• _WHAT THE TASK REQUIRES_: Only lines with the string "below" are wanted. Pull them out of the data.

── RECORDED DATA ──

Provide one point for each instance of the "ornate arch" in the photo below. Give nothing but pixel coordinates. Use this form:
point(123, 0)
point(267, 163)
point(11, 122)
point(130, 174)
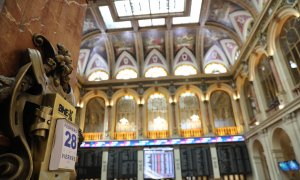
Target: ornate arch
point(254, 59)
point(184, 56)
point(276, 25)
point(155, 58)
point(125, 61)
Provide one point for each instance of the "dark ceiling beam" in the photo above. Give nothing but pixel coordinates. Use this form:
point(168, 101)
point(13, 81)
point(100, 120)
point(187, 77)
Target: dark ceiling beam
point(162, 81)
point(100, 22)
point(245, 4)
point(225, 29)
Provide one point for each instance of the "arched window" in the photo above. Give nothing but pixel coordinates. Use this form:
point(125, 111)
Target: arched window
point(189, 111)
point(250, 99)
point(268, 82)
point(222, 110)
point(126, 114)
point(290, 45)
point(94, 119)
point(157, 112)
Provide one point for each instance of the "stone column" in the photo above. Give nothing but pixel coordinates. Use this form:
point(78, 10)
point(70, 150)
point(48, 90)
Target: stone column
point(177, 163)
point(207, 117)
point(275, 73)
point(290, 122)
point(140, 164)
point(140, 122)
point(104, 165)
point(240, 115)
point(268, 154)
point(175, 126)
point(215, 161)
point(109, 133)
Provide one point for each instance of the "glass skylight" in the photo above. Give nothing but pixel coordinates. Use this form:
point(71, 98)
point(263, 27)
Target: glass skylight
point(185, 70)
point(215, 68)
point(156, 72)
point(194, 14)
point(98, 76)
point(148, 7)
point(109, 22)
point(126, 74)
point(152, 22)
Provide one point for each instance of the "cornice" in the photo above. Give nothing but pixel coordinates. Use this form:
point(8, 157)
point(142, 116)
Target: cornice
point(274, 118)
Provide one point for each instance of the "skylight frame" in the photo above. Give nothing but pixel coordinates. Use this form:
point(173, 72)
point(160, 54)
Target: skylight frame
point(130, 16)
point(109, 20)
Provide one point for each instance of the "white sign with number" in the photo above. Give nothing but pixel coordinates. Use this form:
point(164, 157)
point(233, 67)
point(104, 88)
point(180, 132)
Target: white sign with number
point(64, 152)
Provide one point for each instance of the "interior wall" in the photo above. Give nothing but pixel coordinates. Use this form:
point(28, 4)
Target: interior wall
point(60, 21)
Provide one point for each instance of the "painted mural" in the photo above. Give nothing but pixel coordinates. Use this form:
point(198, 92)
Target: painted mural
point(212, 37)
point(96, 45)
point(153, 39)
point(220, 11)
point(89, 23)
point(123, 42)
point(184, 38)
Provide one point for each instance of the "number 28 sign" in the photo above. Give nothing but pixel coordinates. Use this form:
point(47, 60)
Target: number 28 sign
point(64, 152)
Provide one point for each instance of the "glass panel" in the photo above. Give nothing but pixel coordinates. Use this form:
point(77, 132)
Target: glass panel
point(151, 22)
point(125, 118)
point(268, 82)
point(189, 110)
point(222, 110)
point(290, 46)
point(126, 74)
point(156, 72)
point(157, 112)
point(123, 8)
point(215, 68)
point(94, 117)
point(250, 100)
point(158, 22)
point(98, 76)
point(176, 5)
point(185, 70)
point(194, 14)
point(109, 22)
point(146, 7)
point(145, 22)
point(140, 7)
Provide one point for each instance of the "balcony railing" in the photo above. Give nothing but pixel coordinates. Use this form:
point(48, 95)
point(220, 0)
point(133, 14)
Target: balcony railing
point(191, 132)
point(223, 131)
point(157, 134)
point(92, 136)
point(124, 135)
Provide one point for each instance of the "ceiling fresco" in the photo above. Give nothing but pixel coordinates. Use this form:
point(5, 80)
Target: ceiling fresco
point(184, 37)
point(89, 23)
point(213, 39)
point(153, 39)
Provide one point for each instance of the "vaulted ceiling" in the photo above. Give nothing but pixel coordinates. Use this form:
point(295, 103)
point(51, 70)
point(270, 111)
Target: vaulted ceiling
point(125, 39)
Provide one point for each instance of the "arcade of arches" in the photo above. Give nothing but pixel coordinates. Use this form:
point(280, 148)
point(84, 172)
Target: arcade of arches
point(212, 77)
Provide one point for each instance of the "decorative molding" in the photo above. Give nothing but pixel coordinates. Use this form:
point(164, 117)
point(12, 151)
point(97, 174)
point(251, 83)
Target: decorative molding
point(274, 118)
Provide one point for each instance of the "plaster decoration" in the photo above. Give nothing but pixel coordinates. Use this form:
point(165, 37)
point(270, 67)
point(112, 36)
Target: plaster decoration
point(82, 61)
point(242, 23)
point(231, 49)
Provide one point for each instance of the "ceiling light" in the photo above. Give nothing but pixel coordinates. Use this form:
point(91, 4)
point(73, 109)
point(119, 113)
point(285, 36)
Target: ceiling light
point(156, 72)
point(185, 70)
point(98, 76)
point(215, 68)
point(126, 74)
point(109, 22)
point(195, 117)
point(194, 14)
point(124, 121)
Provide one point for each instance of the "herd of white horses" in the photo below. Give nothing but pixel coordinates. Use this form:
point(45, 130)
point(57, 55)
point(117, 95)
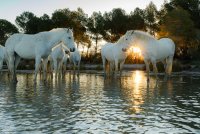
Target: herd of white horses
point(57, 46)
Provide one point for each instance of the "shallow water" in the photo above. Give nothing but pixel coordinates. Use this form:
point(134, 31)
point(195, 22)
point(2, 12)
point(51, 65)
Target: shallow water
point(91, 104)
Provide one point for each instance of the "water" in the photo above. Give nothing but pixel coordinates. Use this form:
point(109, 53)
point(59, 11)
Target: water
point(91, 104)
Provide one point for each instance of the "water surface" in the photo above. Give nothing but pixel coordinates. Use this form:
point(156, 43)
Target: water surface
point(91, 104)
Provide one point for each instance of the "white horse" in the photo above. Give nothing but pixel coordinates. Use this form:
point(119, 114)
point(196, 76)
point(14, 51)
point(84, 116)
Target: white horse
point(75, 59)
point(154, 50)
point(115, 53)
point(3, 56)
point(65, 59)
point(57, 57)
point(36, 46)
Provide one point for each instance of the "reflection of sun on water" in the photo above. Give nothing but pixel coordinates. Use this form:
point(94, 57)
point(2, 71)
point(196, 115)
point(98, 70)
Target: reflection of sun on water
point(137, 78)
point(136, 50)
point(137, 95)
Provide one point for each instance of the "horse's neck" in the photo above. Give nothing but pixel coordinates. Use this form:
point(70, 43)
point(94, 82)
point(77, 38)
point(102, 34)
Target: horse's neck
point(53, 39)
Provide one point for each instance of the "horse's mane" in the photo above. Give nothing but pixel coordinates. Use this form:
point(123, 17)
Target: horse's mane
point(144, 35)
point(57, 29)
point(121, 40)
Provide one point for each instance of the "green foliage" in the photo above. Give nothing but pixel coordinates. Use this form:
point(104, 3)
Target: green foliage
point(6, 29)
point(177, 19)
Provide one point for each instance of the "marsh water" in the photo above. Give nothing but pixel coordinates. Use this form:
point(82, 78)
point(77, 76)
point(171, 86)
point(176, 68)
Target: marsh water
point(91, 104)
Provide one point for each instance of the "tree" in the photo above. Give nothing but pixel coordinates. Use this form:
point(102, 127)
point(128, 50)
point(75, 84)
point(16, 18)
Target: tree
point(116, 23)
point(150, 18)
point(192, 6)
point(96, 27)
point(178, 26)
point(46, 23)
point(136, 20)
point(6, 30)
point(28, 23)
point(61, 18)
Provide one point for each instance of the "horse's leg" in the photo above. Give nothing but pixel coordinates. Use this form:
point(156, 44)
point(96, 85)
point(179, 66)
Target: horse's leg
point(17, 60)
point(121, 67)
point(155, 69)
point(164, 63)
point(116, 67)
point(147, 68)
point(60, 67)
point(12, 67)
point(45, 61)
point(104, 65)
point(55, 67)
point(79, 67)
point(74, 66)
point(37, 65)
point(1, 65)
point(168, 69)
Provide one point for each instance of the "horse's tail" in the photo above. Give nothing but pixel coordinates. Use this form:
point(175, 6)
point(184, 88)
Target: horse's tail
point(169, 65)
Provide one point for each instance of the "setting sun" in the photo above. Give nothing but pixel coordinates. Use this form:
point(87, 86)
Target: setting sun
point(136, 50)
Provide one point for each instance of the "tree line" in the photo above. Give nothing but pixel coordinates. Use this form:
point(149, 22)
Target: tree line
point(177, 19)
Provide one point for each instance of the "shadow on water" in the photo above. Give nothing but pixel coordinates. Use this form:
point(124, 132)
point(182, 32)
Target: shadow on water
point(88, 103)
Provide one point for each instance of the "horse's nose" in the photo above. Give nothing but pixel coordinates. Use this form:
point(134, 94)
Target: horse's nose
point(72, 49)
point(124, 49)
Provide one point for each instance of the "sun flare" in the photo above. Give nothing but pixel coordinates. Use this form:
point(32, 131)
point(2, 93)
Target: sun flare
point(136, 50)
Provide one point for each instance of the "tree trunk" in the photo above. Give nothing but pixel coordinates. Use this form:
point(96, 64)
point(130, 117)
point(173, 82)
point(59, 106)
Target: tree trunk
point(96, 40)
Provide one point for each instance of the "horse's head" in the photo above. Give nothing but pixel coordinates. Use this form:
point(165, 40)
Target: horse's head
point(68, 39)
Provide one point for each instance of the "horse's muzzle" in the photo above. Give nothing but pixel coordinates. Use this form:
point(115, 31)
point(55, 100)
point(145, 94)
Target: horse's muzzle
point(124, 49)
point(67, 52)
point(72, 49)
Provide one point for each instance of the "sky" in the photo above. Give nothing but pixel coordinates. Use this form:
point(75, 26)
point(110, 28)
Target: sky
point(9, 9)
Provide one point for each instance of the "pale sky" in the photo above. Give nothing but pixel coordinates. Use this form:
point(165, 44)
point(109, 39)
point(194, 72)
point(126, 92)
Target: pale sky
point(9, 9)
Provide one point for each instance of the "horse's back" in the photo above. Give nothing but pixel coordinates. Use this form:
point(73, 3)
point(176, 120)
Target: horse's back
point(167, 45)
point(106, 51)
point(1, 52)
point(75, 56)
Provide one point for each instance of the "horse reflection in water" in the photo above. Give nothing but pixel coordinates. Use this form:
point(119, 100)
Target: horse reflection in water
point(90, 103)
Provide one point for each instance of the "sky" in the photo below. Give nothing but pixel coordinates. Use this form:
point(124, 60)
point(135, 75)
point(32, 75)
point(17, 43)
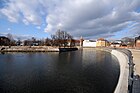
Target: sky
point(91, 19)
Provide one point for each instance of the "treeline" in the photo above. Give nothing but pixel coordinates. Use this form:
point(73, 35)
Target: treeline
point(60, 38)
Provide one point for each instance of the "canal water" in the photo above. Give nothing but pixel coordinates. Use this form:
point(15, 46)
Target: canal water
point(82, 71)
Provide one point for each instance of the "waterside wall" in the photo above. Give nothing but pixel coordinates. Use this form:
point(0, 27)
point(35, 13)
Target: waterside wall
point(122, 86)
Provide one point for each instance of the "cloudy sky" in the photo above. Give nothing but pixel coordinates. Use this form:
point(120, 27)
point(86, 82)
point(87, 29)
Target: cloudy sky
point(87, 18)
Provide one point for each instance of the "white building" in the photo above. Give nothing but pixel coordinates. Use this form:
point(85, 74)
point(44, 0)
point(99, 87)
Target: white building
point(89, 43)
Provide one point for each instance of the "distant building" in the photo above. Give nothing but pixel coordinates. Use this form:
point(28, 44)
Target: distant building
point(116, 43)
point(4, 41)
point(101, 42)
point(89, 43)
point(137, 42)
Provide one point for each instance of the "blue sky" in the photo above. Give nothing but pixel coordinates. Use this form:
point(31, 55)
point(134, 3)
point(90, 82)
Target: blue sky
point(91, 19)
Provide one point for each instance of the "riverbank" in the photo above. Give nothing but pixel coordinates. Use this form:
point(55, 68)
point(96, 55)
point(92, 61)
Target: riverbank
point(36, 49)
point(29, 49)
point(136, 60)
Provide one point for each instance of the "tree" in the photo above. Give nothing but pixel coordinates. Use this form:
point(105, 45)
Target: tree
point(61, 38)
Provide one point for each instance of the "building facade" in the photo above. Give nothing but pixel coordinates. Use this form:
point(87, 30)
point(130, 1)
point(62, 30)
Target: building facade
point(4, 41)
point(101, 42)
point(89, 43)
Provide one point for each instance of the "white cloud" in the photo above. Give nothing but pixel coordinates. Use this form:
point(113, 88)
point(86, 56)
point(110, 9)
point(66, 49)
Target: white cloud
point(87, 18)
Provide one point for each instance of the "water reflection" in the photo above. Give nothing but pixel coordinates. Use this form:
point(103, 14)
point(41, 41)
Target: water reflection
point(87, 71)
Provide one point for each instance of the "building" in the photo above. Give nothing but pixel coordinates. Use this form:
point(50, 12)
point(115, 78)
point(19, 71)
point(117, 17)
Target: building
point(137, 42)
point(101, 42)
point(4, 41)
point(89, 43)
point(116, 43)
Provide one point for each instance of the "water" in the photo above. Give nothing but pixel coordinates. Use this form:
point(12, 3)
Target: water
point(87, 71)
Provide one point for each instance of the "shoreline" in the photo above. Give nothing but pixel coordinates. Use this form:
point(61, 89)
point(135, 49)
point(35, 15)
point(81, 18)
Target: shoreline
point(36, 49)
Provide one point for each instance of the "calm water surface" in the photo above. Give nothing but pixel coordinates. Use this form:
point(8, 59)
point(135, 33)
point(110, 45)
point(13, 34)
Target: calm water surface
point(87, 71)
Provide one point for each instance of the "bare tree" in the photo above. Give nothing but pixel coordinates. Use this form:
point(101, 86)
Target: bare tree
point(61, 38)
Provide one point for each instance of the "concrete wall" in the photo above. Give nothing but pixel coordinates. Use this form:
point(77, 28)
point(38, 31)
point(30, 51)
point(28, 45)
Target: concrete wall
point(122, 86)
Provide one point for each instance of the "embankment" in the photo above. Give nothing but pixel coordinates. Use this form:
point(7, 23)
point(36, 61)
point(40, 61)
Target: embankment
point(123, 58)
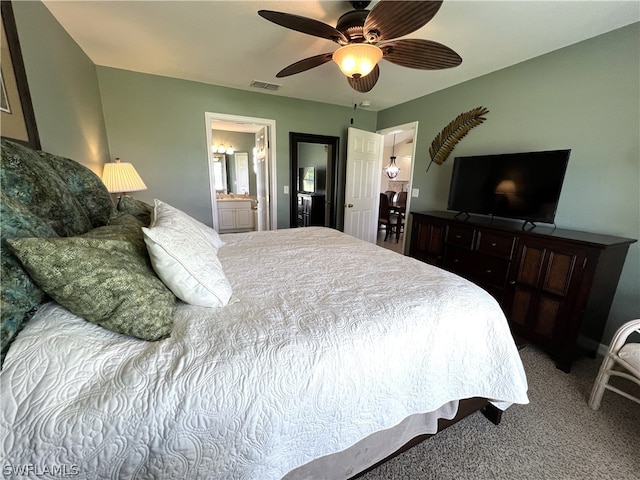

───

• _YOUR SOLUTION_:
Provide one point for each instance of the "ornate arch" in the photo below. Give nothing but pixel coordinates. Use this form:
Provide one point for each instance of the "herd of white horses" in the photo below. Give nothing but pixel coordinates. Use this form:
Provide one point for each instance of the "sky" in the photo below. Give nothing but pixel coordinates. Use this form:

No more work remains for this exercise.